*WHAT YOU HAVE TO DO:* In the post, update everything from "First, the good" down to "shouting at me." by replacing "bike trainer" with "stationary bike", and give that part again.

***** TEXT FOR ANALYSIS

First, the good stuff. As you can see from the above photo unless you are a moron, we have set up the bike trainer, and I have actually ridden it. I managed 20 minutes the first day, then 10, then 30, then 15 again intermittently in the days since. I am finally voiding the hours and hours of DVR'd cycling races--mostly the Tour de Suisse--from our home unit so we can tape really valuable stuff again, like Lie to Me and Formula One Qualifying.

And second of all, you people have been shouting at me.

Since my post about my Atavan issues I have gotten a large number of volubly supportive emails from friends and family and acquaintances across the board. Most could be summed up as "N is right, you need this for now, so take the damn pills and then leave it behind you."

It isn't even the message, it is the method. People saying that they would call but they know they'd cry. People saying that I had done such work over the years convincing them that I was straightedge that they would be crushed if I came out the other side a pill-popper, so I better get it figured out. And people battling their own medical issues. People whom I know have pharmacological needs and masters in a way I cannot understand. People whose kindness flings their own woes and worries aside when they see someone else in need and who plant their feet and say "shut up, N's right, take the damn pills and get it behind you."

This kind of generosity of spirit is something to which I can only aspire. And I do, and I will.

All the talk of getting past it makes me think I should have some sort of pill-burning party when this is all over. I wont flush them down the drain: AND YOU SHOULDN'T EITHER: there are Carp with boobs and Bluegill with eating disorders because of all the meds we flush down the toilet.

And, sadly, no, I won't just give the fun stuff to my friends who really like that kind of evening. You know, a canapé, some Dilauded, some Atavan, and a Jan Michael Vincent film.

No, I'll sit there by you as you make that choice, but I'm not fucking helping.

I Know! We'll burn the pill bottles, then sell the good pills to local schoolkids...and give the money to The Red Devils.
Ah. I feel much better now.

I'm not on anything right now, by the way. Unless Valtrex, Fluoconazole, Diflucan, Protonix, and Bactrim count.

So thank you one and all for the support. Simple, but true. Thanks. I needed it.

As I said, the rest of the weekend was bad. Well, Friday was bad, then Saturday got her panties in a bunch that Friday was getting all the attention and so poured a whole barrel of un-good into me all day. That's when I discovered that I have the odd ability to eat, say, an apple, and then ten minutes later retch like crazy over the can and having nothing come out. Same thing goes for Turkish Lentil soup, so it isn't an apple thing (for those two fools who were thinking that it might have been Transylvanian Apple-Specific Phantom Vomit). I guess it is somewhat reassuring that when I feel nauseous to that extent these days it is as likely to be a huge and extremely unpleasant burp and not 3-D Food Network programming, but still, it feels pretty bad.

And my legs. Unless I am on the trainer, already asleep, or walking around a bit, my legs have the agitation of Woddy Allen's early films, like you are rushing to get the half-dozen bagels you left on the counter at H&H--five pumpernickel and one 'everything' for your goy nephew-by-marriage--but you have to get home before your mother arrives with an oily paper sack of Hamantashen and a walleyed girl from Larchmont she insist is 'holding up lovely considering everything she went through with that schmendrick.'

I will jump out of bed just to walk to the other end of the apartment, where I find, oddly enough, the other end of the apartment, so I walk back...and that's 40 seconds killed right there.

It has gotten a bit better of late, and I may be doing some stretching that helps, but it is still weird.

So this week I hope to feel good enough for long enough to finish the audiobook my extremely understanding employers have given me, and then go from there. Thursday morning we go and I get labs, and if my numbers are high enough it means that I have started doing a good job of raising my White Blood and Hemoglobin counts on my own...which wins me the prize of getting donkey-punched with the next month of phase II, month One through which I just emerged.

But hey, that's what's on the menu, right? Tuck in.

**********
***** DATASET ENTRIES

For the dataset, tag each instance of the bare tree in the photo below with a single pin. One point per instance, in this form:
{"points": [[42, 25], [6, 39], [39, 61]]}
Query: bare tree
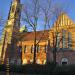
{"points": [[33, 12]]}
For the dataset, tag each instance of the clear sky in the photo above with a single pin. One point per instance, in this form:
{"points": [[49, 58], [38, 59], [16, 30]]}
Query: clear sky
{"points": [[68, 4]]}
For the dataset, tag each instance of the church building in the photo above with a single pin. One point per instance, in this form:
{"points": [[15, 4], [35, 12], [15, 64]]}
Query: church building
{"points": [[19, 46]]}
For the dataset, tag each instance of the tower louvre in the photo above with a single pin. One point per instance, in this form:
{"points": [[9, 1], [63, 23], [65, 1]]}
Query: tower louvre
{"points": [[7, 45]]}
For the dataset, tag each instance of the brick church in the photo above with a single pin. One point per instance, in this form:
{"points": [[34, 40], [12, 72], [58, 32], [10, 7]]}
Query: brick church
{"points": [[19, 46]]}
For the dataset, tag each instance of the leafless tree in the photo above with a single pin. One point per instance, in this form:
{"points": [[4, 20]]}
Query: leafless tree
{"points": [[33, 12]]}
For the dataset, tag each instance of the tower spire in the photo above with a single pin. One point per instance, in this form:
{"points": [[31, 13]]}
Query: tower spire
{"points": [[11, 28]]}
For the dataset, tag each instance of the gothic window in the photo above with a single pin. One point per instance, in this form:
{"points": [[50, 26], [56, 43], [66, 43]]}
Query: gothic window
{"points": [[45, 48], [57, 40], [69, 40], [32, 49], [19, 49], [24, 48], [63, 38], [38, 48], [13, 8], [64, 61]]}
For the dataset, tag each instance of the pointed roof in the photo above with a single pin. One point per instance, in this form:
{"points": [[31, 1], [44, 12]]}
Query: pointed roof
{"points": [[63, 21]]}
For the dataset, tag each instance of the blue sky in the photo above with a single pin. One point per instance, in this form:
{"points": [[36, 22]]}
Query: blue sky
{"points": [[68, 5]]}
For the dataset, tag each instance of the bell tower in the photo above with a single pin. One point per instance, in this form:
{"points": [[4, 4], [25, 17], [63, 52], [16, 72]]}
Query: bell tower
{"points": [[11, 30]]}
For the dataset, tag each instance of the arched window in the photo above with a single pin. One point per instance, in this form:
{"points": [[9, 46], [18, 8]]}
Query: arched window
{"points": [[69, 40], [19, 49], [57, 40], [38, 48], [63, 38], [24, 48], [32, 49], [38, 61]]}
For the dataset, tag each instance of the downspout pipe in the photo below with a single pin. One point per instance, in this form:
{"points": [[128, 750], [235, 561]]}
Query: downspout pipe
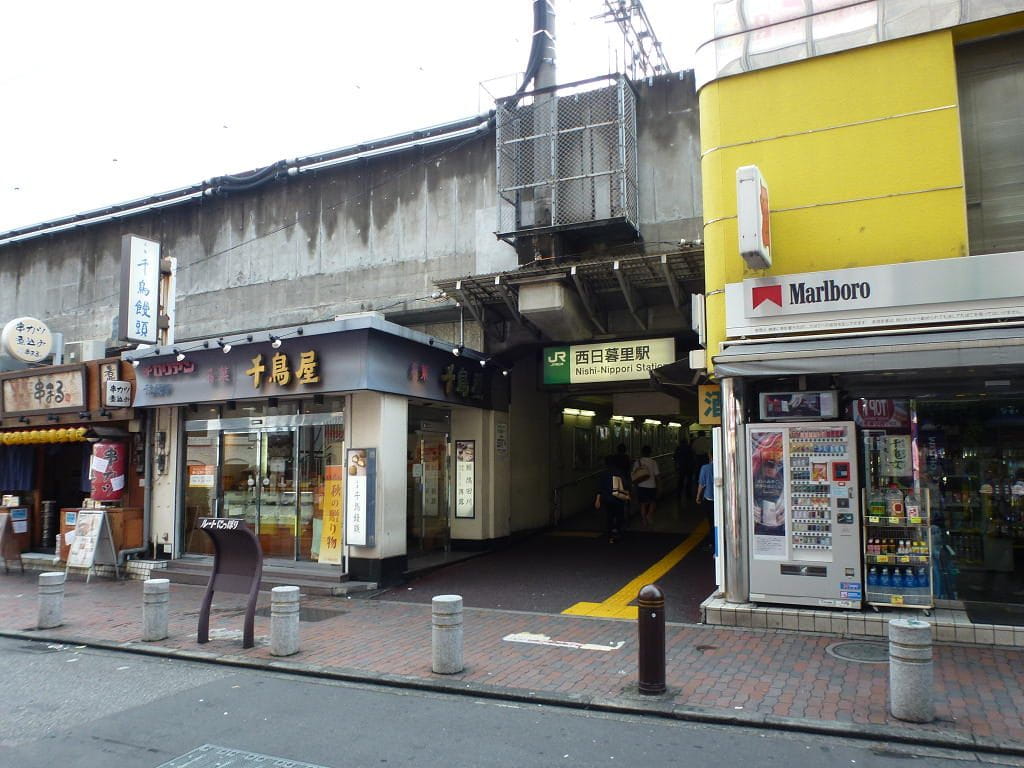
{"points": [[124, 554]]}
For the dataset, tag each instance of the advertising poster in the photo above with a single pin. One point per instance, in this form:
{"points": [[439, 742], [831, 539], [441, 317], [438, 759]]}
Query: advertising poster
{"points": [[91, 543], [896, 457], [465, 476], [331, 537], [359, 496], [19, 520], [768, 495]]}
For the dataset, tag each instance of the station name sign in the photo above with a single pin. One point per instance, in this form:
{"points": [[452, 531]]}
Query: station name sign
{"points": [[910, 293], [615, 360]]}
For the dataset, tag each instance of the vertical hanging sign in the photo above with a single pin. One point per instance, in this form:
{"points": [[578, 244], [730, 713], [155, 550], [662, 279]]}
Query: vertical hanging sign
{"points": [[465, 477], [360, 494], [331, 538], [138, 318]]}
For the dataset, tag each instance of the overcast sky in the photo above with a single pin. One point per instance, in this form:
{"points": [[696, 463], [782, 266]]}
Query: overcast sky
{"points": [[105, 101]]}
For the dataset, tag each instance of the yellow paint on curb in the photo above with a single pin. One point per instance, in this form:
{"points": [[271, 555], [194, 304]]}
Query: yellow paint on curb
{"points": [[617, 606]]}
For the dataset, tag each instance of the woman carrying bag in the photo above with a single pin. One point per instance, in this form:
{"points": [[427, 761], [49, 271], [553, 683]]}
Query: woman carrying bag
{"points": [[612, 498]]}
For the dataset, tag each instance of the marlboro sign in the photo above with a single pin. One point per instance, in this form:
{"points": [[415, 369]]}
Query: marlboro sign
{"points": [[753, 217]]}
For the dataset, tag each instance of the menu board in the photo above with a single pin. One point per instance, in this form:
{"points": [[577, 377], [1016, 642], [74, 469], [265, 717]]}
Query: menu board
{"points": [[91, 542]]}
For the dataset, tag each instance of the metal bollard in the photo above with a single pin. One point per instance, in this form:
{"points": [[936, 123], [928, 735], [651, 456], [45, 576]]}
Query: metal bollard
{"points": [[446, 634], [50, 599], [650, 628], [156, 597], [284, 621], [910, 675]]}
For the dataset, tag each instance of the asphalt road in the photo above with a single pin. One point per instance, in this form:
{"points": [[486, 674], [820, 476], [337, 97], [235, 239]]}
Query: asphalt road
{"points": [[80, 708]]}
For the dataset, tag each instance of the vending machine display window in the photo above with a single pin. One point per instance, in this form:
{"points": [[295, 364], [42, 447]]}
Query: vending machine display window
{"points": [[805, 544]]}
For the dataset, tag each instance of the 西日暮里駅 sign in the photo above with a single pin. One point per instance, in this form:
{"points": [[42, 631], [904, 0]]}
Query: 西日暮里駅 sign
{"points": [[610, 360]]}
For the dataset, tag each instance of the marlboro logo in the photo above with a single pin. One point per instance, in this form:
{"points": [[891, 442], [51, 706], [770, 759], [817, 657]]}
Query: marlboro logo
{"points": [[761, 294]]}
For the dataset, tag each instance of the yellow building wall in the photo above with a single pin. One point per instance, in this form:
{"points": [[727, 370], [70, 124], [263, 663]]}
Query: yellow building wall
{"points": [[861, 152]]}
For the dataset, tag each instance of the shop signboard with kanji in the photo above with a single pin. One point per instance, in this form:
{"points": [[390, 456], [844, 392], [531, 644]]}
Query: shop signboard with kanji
{"points": [[331, 532], [138, 318], [615, 360], [59, 388], [360, 493], [465, 478], [710, 403]]}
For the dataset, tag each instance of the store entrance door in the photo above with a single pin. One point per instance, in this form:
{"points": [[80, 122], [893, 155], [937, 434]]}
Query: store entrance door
{"points": [[428, 524]]}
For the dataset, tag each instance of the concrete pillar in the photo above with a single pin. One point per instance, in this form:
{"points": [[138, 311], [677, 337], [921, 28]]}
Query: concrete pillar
{"points": [[284, 621], [446, 634], [910, 688], [156, 597], [50, 599], [737, 583]]}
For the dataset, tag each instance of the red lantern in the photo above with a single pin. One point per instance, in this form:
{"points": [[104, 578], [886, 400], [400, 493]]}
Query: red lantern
{"points": [[107, 470]]}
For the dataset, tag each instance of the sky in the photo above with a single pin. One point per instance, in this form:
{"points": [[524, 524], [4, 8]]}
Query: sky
{"points": [[108, 101]]}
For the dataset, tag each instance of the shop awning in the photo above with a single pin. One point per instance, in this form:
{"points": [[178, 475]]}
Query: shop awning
{"points": [[886, 351]]}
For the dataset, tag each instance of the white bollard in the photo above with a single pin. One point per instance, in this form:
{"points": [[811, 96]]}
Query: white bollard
{"points": [[910, 694], [156, 597], [446, 634], [50, 599], [284, 621]]}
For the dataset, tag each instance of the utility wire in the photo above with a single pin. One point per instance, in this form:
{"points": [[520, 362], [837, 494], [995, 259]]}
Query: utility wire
{"points": [[351, 198]]}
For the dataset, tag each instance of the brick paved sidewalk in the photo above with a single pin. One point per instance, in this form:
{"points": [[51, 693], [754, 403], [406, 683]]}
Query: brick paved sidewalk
{"points": [[775, 678]]}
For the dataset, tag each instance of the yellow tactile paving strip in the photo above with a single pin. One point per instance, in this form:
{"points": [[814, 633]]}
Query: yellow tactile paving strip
{"points": [[617, 606]]}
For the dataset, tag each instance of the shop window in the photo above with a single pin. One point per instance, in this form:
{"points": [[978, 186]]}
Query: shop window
{"points": [[990, 78]]}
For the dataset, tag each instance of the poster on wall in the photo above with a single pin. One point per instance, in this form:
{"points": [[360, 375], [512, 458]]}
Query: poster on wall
{"points": [[331, 538], [360, 496], [768, 495], [433, 458], [465, 477]]}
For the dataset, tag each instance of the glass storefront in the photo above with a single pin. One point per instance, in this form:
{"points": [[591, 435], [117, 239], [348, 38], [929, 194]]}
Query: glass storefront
{"points": [[428, 461], [269, 471]]}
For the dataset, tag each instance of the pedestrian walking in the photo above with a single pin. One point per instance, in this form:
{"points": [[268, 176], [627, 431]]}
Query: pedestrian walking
{"points": [[645, 480], [706, 495], [612, 498]]}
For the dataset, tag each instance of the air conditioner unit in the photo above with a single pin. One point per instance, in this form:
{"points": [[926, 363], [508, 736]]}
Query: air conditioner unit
{"points": [[81, 351]]}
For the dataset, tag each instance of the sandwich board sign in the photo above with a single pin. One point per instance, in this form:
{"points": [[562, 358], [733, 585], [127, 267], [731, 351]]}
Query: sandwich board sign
{"points": [[8, 545], [92, 543]]}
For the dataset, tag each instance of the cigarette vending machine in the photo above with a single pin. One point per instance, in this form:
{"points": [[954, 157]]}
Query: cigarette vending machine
{"points": [[804, 514]]}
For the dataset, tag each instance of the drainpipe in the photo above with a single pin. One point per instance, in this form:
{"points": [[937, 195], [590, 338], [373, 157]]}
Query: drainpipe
{"points": [[146, 494], [737, 583]]}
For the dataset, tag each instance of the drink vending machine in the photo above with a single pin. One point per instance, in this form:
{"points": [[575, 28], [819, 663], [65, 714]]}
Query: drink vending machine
{"points": [[805, 517]]}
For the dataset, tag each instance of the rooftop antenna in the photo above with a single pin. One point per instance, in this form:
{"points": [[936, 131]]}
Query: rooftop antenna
{"points": [[644, 56]]}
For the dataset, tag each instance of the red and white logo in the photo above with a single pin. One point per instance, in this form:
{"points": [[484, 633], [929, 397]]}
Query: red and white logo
{"points": [[761, 294]]}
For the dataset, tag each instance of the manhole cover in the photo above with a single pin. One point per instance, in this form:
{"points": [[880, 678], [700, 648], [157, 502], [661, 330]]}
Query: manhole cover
{"points": [[861, 652], [211, 756], [307, 614]]}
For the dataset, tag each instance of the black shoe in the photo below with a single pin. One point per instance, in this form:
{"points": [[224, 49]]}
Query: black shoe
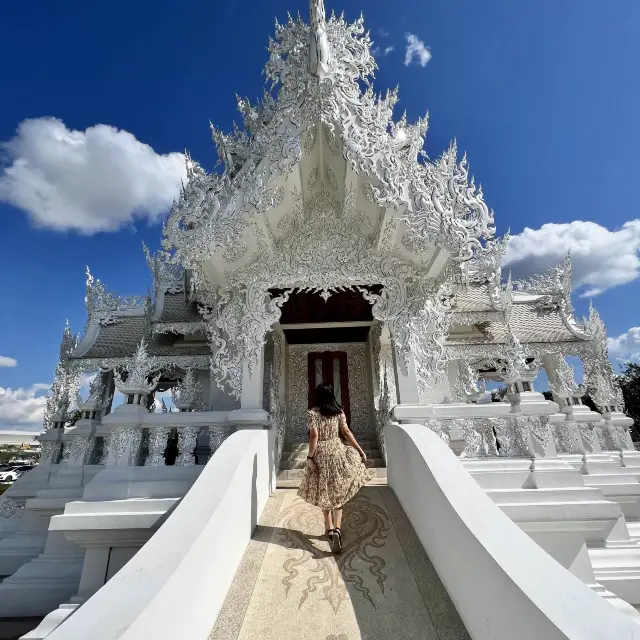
{"points": [[337, 540]]}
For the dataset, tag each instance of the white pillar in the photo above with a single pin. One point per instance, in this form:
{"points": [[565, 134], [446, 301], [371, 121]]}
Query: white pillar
{"points": [[406, 383], [251, 414]]}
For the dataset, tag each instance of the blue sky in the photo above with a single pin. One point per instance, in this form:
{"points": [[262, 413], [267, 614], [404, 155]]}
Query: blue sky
{"points": [[543, 96]]}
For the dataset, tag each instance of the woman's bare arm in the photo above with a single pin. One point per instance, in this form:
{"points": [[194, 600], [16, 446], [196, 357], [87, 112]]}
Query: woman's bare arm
{"points": [[313, 441], [349, 437], [313, 435]]}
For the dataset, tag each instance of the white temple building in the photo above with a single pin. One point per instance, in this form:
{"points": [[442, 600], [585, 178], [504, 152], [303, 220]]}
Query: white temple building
{"points": [[328, 247]]}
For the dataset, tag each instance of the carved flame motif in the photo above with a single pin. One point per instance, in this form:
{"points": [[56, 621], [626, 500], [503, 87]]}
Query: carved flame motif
{"points": [[142, 372]]}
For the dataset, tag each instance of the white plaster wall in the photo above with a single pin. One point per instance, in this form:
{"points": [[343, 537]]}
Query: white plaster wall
{"points": [[503, 584], [175, 585]]}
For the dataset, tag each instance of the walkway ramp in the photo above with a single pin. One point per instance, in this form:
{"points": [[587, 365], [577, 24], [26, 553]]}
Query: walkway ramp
{"points": [[290, 586]]}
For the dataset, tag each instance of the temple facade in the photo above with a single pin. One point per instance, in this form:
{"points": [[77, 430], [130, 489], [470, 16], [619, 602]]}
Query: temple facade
{"points": [[327, 246]]}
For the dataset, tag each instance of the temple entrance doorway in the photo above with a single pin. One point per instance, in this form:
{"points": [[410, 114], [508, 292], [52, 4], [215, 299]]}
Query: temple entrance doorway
{"points": [[328, 341], [329, 367]]}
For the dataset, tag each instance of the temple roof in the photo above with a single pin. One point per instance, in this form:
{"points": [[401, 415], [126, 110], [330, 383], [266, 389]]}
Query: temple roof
{"points": [[176, 309], [120, 340]]}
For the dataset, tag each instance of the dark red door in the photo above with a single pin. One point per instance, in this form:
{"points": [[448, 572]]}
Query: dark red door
{"points": [[330, 367]]}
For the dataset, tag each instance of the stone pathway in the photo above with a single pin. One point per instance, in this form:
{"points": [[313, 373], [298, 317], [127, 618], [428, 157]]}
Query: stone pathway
{"points": [[289, 585]]}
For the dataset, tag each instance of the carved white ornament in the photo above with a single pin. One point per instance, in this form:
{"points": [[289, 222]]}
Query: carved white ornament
{"points": [[62, 397], [142, 372], [104, 307], [186, 392]]}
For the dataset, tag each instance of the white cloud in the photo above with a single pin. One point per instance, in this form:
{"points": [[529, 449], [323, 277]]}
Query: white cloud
{"points": [[601, 259], [416, 51], [377, 51], [626, 347], [23, 408], [86, 181]]}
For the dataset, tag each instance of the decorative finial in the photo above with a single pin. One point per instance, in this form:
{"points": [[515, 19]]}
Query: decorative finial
{"points": [[319, 51]]}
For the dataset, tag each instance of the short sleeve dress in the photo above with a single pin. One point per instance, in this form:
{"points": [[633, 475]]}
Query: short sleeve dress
{"points": [[339, 471]]}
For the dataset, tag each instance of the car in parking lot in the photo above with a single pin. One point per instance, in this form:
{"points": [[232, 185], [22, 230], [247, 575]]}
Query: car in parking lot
{"points": [[9, 476]]}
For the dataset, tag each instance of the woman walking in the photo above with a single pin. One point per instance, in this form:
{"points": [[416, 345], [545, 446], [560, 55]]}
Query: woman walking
{"points": [[335, 471]]}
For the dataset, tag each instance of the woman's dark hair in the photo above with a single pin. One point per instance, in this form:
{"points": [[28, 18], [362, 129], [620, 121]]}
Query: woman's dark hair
{"points": [[326, 401]]}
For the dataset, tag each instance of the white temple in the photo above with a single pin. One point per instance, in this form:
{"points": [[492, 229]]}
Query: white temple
{"points": [[328, 246]]}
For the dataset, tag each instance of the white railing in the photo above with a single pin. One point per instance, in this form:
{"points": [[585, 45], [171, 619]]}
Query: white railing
{"points": [[175, 585], [502, 583], [519, 435]]}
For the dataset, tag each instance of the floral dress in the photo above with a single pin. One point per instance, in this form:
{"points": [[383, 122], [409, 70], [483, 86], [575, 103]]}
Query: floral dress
{"points": [[338, 472]]}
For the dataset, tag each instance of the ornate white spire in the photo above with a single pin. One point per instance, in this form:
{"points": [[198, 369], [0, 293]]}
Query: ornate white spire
{"points": [[103, 306], [319, 49], [95, 399], [140, 374], [444, 204], [64, 388], [167, 276], [565, 385], [599, 376]]}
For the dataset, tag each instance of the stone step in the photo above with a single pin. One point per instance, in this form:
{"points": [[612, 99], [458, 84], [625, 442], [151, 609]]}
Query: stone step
{"points": [[372, 463], [301, 456], [303, 446]]}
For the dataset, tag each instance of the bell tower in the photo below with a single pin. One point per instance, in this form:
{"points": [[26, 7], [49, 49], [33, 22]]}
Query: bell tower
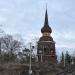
{"points": [[46, 45]]}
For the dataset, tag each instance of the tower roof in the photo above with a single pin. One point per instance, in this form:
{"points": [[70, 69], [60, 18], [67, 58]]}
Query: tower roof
{"points": [[46, 27]]}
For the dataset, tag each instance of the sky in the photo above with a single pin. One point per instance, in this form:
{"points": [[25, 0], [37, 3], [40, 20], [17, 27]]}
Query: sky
{"points": [[25, 18]]}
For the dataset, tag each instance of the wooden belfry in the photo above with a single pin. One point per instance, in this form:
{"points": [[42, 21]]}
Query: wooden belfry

**********

*EXERCISE OUTPUT:*
First, the good stuff. As you can see from the above photo unless you are a moron, we have set up the stationary bike, and I have actually ridden it. I managed 20 minutes the first day, then 10, then 30, then 15 again intermittently in the days since. I am finally voiding the hours and hours of DVR'd cycling races--mostly the Tour de Suisse--from our home unit so we can tape really valuable stuff again, like Lie to Me and Formula One Qualifying.

And second of all, you people have been shouting at me.